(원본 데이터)
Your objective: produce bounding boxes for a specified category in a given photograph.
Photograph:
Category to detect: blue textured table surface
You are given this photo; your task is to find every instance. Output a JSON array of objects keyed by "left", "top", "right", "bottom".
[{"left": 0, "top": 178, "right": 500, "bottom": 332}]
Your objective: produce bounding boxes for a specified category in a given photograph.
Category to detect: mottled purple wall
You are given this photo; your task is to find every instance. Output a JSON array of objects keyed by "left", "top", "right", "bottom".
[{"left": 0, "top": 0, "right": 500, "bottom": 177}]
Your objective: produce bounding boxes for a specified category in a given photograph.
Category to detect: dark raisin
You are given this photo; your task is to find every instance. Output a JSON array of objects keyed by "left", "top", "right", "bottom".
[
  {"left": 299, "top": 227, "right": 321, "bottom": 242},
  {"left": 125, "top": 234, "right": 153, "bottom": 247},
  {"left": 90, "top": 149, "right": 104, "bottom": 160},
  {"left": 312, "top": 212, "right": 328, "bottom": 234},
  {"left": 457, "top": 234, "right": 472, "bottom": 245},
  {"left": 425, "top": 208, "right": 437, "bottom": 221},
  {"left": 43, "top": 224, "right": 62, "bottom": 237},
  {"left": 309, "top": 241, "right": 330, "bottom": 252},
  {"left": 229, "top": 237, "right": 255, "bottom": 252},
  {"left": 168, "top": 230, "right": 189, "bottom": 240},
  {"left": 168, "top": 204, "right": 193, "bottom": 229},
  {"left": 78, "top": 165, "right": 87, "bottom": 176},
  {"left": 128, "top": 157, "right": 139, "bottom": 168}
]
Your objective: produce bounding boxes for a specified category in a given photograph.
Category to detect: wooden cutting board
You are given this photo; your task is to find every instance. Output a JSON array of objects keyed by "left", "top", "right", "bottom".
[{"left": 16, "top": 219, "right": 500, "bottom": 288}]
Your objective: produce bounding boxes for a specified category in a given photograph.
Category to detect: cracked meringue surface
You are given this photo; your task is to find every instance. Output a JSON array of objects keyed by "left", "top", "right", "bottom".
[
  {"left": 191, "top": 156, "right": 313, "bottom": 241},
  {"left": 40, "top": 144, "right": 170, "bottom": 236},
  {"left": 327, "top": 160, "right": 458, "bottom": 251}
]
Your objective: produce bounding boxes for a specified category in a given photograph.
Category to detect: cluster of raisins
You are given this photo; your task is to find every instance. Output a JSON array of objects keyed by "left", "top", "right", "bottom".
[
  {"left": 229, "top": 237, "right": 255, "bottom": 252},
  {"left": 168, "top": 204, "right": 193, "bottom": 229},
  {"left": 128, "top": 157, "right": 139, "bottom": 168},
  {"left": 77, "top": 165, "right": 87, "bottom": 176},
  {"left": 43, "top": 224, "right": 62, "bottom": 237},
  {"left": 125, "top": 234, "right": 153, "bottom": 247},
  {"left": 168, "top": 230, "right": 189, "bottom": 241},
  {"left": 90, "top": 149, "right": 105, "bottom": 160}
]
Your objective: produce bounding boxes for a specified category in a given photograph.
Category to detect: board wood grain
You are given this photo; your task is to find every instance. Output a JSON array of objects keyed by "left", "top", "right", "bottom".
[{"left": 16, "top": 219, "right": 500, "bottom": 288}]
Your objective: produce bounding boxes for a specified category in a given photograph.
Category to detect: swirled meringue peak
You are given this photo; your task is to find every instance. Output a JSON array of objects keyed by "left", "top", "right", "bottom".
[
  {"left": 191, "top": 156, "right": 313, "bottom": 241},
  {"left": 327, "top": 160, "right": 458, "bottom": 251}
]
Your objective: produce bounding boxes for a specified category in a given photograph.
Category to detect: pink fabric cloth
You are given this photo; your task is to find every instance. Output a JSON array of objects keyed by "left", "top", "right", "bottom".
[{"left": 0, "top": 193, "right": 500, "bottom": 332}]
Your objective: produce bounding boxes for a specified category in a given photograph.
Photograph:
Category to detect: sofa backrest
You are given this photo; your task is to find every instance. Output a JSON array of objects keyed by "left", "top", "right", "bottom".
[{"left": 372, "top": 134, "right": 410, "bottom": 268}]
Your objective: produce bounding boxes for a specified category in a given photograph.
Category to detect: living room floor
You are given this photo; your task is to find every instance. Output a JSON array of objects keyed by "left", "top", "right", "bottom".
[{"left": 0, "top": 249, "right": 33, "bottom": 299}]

> **수행할 작업**
위 기록에서 "meringue"라는 단어가 들어 있는 줄을 모두 찾아 그대로 반환하세요. 대소문자를 구분합니다.

> **완성된 과제**
Category to detect: cracked meringue surface
Category to detect: swirled meringue peak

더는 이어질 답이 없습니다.